GIVEN INSTRUCTION: Rewrite every row below with "single-point marking" changed to "point placement" and everything else unchanged, leaving the picture out of your answer.

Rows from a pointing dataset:
------------------------------
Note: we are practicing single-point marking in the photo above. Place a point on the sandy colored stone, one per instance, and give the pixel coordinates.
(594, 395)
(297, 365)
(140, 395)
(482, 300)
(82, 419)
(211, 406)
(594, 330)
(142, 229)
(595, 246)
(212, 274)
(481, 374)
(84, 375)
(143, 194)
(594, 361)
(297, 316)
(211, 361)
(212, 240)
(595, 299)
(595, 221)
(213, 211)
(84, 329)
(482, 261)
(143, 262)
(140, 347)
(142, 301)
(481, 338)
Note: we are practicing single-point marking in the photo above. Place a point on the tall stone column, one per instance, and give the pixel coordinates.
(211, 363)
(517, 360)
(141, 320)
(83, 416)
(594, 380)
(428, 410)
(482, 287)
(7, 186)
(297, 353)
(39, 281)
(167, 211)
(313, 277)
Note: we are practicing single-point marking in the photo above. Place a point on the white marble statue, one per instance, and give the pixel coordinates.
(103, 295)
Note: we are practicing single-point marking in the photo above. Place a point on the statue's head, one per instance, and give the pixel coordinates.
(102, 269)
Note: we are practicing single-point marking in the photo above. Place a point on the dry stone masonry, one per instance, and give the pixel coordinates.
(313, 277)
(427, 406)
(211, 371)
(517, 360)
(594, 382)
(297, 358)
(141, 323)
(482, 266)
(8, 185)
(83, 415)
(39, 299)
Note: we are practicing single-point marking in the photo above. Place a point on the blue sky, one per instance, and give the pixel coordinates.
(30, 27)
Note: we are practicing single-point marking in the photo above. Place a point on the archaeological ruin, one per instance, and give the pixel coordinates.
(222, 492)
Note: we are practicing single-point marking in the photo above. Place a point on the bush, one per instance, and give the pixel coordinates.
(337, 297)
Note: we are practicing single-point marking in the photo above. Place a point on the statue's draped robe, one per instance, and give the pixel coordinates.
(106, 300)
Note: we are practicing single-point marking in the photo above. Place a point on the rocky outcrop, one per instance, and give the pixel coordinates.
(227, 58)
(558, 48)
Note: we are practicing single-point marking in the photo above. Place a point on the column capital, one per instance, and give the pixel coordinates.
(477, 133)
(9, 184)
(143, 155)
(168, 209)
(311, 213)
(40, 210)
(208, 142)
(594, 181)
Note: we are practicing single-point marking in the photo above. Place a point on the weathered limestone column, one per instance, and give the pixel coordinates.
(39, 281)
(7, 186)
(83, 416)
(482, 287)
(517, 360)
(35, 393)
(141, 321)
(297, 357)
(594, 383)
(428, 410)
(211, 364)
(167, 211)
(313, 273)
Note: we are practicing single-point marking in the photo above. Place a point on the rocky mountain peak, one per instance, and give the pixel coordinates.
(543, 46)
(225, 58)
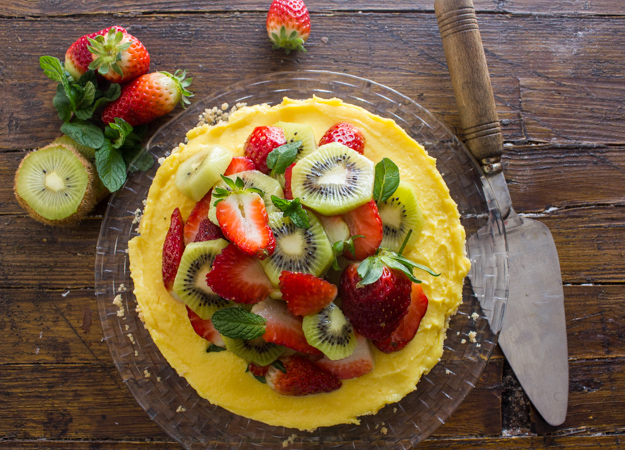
------------------------------
ANSWER IN FULL:
Note: we are practicing point placement in the photo above. Place a point on the sandy colored stone, one per instance, and give the pixel coordinates.
(594, 395)
(297, 365)
(140, 395)
(482, 300)
(82, 419)
(211, 406)
(594, 330)
(142, 229)
(595, 246)
(212, 274)
(481, 374)
(84, 375)
(143, 194)
(594, 361)
(297, 316)
(211, 361)
(212, 240)
(595, 299)
(595, 221)
(213, 211)
(84, 329)
(482, 261)
(143, 262)
(140, 347)
(142, 301)
(481, 338)
Note: we are practicing point placement in the photo above. Place a point on the tall stone column, one per instance, and give the pixel coordinates.
(211, 363)
(517, 360)
(141, 320)
(83, 416)
(594, 380)
(428, 410)
(482, 287)
(7, 186)
(297, 353)
(39, 281)
(167, 211)
(313, 277)
Note: we are practicing point placement in the photo above. Place a point on the white marble statue, one per instance, and give the pixel coordinates.
(103, 295)
Note: we are practicing point placement in the photo above. Place a point on the statue's head, one per instance, and give the pixel coordinates.
(102, 269)
Note: we are practicing point placement in the photo above. Place a point on the dry stone masonry, one per instance, and give the pixel coordinates.
(313, 277)
(427, 406)
(211, 371)
(517, 360)
(594, 382)
(297, 358)
(141, 323)
(482, 266)
(8, 185)
(83, 415)
(39, 299)
Note: we are practicing point placement in the photo above. Place a point on the blue sky, one per instance, and give the pixel coordinates.
(30, 27)
Note: we are practicing point placement in the photo above. Place a point on the archaeological ruin, one per instance, and give the pixel coordinates.
(222, 492)
Note: we are practicing point placement in the photo above. Place a point on the bush, one per instance, and give the pixel coordinates.
(337, 297)
Note: we are practicing point placement in the photo above. Place a point on the statue's draped robe, one per instance, and give the pixel coordinates.
(106, 300)
Note: we are practicing point placement in the photo above. Place a point on the rocky outcrop, one per instance, and give the pixel coordinates.
(227, 58)
(558, 48)
Note: we are practicing point placement in the photo above. Place a point on the column capital, one per instance, and give the pixel coordinates.
(477, 133)
(9, 184)
(143, 155)
(168, 209)
(311, 213)
(40, 210)
(208, 142)
(594, 181)
Note: we are practicing point placement in the photo above. Place a point on the weathered limestone column, one per instance, and give the pixel coordinates.
(39, 281)
(7, 186)
(83, 416)
(482, 287)
(517, 360)
(35, 393)
(141, 321)
(297, 357)
(594, 383)
(428, 410)
(211, 364)
(167, 211)
(313, 273)
Note: we are practicing point placement in the photo above. Place a point on the rocky mountain peak, one per instance, and give the pixel coordinates.
(543, 46)
(225, 58)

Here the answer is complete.